■ **Exercise**
Rescale the data from its beginning through the line containing "point(690, 92)", reproducing every line in that span. Multiply each answer coordinate by 1.4 and round it to a whole number, with halves rounding up, but keep all other lines unchanged and leave the pictures out.

■ **Exercise data**
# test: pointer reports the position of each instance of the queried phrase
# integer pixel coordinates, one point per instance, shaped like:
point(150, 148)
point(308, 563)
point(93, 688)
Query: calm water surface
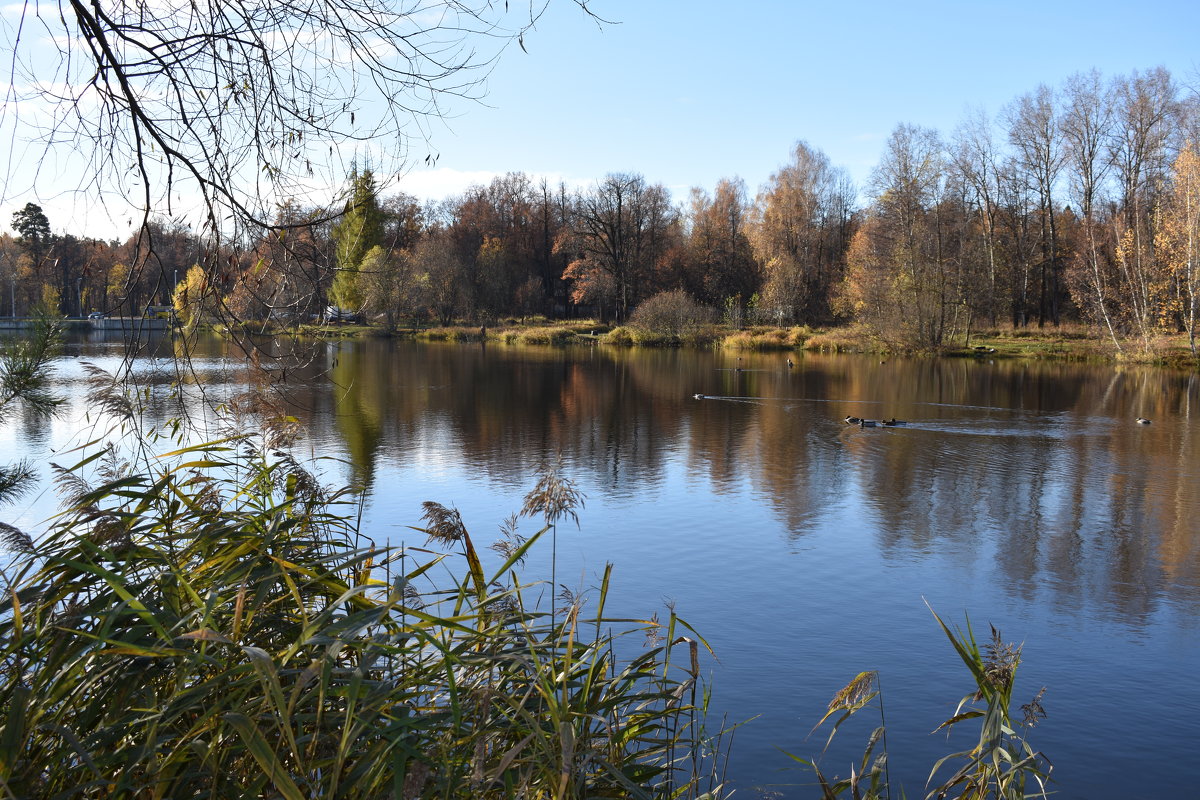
point(804, 549)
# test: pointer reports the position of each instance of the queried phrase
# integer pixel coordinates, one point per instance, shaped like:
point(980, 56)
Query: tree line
point(1074, 204)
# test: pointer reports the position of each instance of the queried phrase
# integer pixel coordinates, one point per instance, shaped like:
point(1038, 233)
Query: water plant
point(1001, 765)
point(213, 623)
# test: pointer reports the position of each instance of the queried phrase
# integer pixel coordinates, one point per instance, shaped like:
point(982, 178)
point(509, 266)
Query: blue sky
point(687, 92)
point(690, 92)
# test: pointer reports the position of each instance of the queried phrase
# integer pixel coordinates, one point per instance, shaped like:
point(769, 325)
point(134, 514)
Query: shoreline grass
point(1062, 343)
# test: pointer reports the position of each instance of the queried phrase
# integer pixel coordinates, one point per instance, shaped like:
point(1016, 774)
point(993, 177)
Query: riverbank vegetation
point(1073, 209)
point(211, 623)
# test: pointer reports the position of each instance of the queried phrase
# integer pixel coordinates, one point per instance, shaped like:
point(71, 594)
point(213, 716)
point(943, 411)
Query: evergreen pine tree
point(359, 229)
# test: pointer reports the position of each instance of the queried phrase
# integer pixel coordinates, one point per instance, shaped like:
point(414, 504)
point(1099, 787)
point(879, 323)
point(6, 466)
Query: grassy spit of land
point(1063, 342)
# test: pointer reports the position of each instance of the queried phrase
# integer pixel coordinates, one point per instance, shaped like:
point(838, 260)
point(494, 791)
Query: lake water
point(1021, 494)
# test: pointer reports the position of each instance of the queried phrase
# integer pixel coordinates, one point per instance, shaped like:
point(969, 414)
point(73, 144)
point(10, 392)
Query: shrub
point(671, 313)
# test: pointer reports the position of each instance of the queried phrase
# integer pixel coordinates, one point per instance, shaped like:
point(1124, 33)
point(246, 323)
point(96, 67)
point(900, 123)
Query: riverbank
point(1066, 342)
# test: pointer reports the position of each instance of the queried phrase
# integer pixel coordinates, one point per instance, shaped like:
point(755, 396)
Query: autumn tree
point(621, 229)
point(1177, 238)
point(1087, 128)
point(438, 274)
point(34, 230)
point(720, 262)
point(900, 277)
point(799, 232)
point(976, 156)
point(1145, 120)
point(1033, 132)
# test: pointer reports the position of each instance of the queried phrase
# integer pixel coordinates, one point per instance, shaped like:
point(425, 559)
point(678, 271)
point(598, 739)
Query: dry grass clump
point(219, 627)
point(768, 338)
point(843, 340)
point(546, 335)
point(450, 334)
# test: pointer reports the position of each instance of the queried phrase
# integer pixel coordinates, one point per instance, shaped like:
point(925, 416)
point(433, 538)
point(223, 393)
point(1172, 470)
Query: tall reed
point(209, 629)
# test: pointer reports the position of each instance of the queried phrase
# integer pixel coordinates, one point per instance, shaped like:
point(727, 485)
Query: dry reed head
point(1001, 661)
point(443, 524)
point(15, 539)
point(855, 692)
point(555, 497)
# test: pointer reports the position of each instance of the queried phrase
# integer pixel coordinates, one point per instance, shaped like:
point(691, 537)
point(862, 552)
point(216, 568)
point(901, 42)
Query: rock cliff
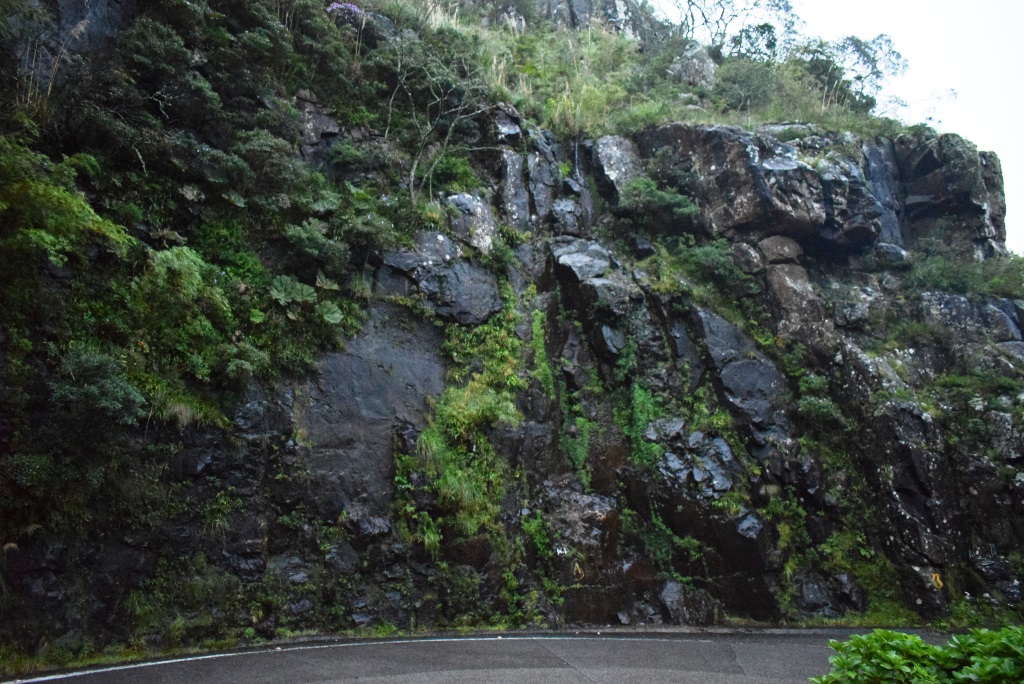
point(694, 375)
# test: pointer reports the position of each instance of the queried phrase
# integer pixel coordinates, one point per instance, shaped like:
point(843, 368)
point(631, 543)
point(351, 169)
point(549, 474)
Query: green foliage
point(454, 174)
point(816, 407)
point(633, 420)
point(946, 267)
point(465, 473)
point(574, 443)
point(668, 551)
point(91, 389)
point(656, 209)
point(980, 655)
point(542, 371)
point(540, 533)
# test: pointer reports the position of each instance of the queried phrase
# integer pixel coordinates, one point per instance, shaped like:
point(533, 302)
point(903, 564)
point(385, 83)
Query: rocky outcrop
point(953, 190)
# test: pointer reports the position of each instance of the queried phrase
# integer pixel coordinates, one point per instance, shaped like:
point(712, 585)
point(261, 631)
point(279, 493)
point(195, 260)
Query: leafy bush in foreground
point(980, 655)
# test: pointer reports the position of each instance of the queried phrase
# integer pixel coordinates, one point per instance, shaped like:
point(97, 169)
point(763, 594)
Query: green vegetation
point(465, 473)
point(980, 655)
point(543, 371)
point(945, 267)
point(175, 237)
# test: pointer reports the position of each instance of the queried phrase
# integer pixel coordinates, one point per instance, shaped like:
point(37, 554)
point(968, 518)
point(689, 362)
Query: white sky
point(975, 48)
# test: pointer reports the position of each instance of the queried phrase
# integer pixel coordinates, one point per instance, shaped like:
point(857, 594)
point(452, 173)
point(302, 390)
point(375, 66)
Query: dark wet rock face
point(654, 443)
point(350, 415)
point(458, 290)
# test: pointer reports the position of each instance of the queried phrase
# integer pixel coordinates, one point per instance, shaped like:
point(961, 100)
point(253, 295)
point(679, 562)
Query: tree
point(714, 20)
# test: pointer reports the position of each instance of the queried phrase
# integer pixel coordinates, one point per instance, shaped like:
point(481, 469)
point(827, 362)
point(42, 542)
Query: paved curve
point(737, 657)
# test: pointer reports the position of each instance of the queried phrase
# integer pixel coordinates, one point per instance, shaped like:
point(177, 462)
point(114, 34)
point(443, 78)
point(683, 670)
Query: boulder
point(514, 197)
point(778, 249)
point(617, 163)
point(457, 290)
point(693, 68)
point(473, 222)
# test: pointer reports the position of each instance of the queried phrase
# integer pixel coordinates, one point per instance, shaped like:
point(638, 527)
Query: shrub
point(981, 655)
point(655, 208)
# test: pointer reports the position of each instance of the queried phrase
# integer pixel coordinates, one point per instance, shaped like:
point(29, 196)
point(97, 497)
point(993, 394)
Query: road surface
point(733, 657)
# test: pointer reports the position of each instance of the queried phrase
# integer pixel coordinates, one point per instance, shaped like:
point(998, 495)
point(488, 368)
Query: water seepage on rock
point(779, 249)
point(694, 68)
point(514, 198)
point(456, 289)
point(617, 163)
point(752, 184)
point(545, 177)
point(952, 191)
point(751, 382)
point(687, 605)
point(473, 222)
point(350, 413)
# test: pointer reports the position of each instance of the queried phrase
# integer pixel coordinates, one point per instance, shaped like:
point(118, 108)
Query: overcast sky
point(975, 48)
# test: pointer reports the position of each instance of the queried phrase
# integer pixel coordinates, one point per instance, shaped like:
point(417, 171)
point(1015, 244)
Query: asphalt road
point(738, 657)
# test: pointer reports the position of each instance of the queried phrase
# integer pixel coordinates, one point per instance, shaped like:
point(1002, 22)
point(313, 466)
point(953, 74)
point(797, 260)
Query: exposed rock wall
point(689, 458)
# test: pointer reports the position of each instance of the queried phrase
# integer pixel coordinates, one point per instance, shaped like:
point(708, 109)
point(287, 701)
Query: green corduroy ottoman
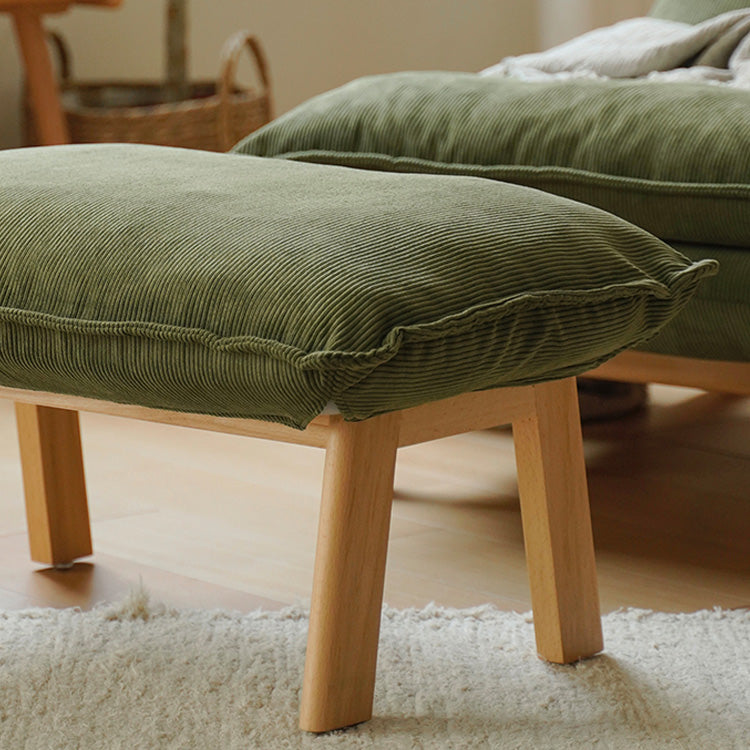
point(351, 310)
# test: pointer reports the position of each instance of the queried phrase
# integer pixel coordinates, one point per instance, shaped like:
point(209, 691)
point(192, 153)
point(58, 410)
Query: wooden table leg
point(557, 525)
point(350, 558)
point(40, 78)
point(54, 484)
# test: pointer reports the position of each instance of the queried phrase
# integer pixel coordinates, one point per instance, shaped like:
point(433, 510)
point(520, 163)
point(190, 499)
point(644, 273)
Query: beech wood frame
point(355, 517)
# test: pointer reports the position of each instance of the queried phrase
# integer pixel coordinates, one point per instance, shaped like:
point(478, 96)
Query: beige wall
point(312, 46)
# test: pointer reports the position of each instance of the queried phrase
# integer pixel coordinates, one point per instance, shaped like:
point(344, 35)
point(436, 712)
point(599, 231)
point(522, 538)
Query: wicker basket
point(214, 117)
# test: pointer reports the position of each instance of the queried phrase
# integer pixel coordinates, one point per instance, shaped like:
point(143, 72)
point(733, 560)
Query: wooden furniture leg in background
point(40, 78)
point(557, 525)
point(350, 560)
point(55, 487)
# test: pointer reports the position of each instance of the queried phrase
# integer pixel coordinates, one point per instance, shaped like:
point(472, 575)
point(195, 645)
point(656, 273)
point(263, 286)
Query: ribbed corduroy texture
point(694, 11)
point(673, 158)
point(716, 323)
point(265, 288)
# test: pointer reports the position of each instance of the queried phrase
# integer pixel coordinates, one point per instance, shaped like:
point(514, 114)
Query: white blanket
point(715, 51)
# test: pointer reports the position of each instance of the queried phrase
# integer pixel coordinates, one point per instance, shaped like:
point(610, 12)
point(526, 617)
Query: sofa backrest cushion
point(673, 158)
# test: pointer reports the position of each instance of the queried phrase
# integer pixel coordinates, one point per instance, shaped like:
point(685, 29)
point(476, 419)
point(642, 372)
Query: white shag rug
point(141, 676)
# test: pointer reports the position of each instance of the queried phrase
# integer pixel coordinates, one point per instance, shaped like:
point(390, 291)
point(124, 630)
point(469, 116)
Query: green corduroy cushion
point(716, 322)
point(694, 11)
point(265, 288)
point(673, 158)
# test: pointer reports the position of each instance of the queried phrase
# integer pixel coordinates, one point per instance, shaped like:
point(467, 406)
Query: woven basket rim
point(240, 96)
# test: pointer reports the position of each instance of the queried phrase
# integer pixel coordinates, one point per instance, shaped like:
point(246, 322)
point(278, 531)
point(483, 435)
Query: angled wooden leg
point(349, 572)
point(557, 525)
point(55, 488)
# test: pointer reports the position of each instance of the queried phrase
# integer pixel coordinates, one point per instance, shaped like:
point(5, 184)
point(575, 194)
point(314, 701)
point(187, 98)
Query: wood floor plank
point(218, 520)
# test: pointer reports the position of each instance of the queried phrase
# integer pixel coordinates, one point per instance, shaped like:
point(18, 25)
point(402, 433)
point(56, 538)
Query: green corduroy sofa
point(673, 158)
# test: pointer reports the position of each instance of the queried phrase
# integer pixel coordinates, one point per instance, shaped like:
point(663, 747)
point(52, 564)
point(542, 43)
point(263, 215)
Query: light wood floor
point(211, 520)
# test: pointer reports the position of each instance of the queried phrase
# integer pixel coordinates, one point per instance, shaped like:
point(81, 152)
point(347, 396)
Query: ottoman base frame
point(355, 518)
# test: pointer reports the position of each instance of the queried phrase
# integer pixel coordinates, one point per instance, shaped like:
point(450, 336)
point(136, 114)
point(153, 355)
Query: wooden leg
point(43, 91)
point(349, 572)
point(557, 525)
point(52, 462)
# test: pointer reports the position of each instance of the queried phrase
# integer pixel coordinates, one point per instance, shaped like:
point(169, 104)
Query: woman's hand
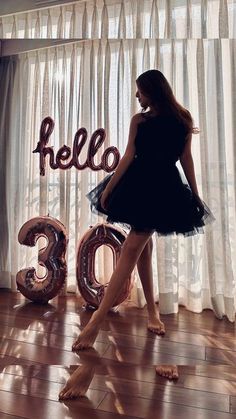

■ **Output for this task**
# test: pointer reports the position of each instance of the queried phrase
# integer pixel coordinates, one point per instance, shaped like:
point(150, 148)
point(308, 563)
point(93, 688)
Query: calm water surface
point(1126, 769)
# test: pointer reports the position of each instance of the queried phrase
# integer pixel coordinates, one point per instance, shaped like:
point(980, 56)
Query: tree line
point(1504, 286)
# test: pointer reports the position of each instance of the queried phrase
# integer pixel coordinates, one point per instance, shaped like:
point(1038, 233)
Query: water plant
point(1401, 1071)
point(298, 872)
# test: pointer reports the position of each instance of the queried phrase
# integer pixel coordinates, one point per instance, shaped like:
point(982, 178)
point(509, 266)
Query: blue sky
point(962, 129)
point(966, 129)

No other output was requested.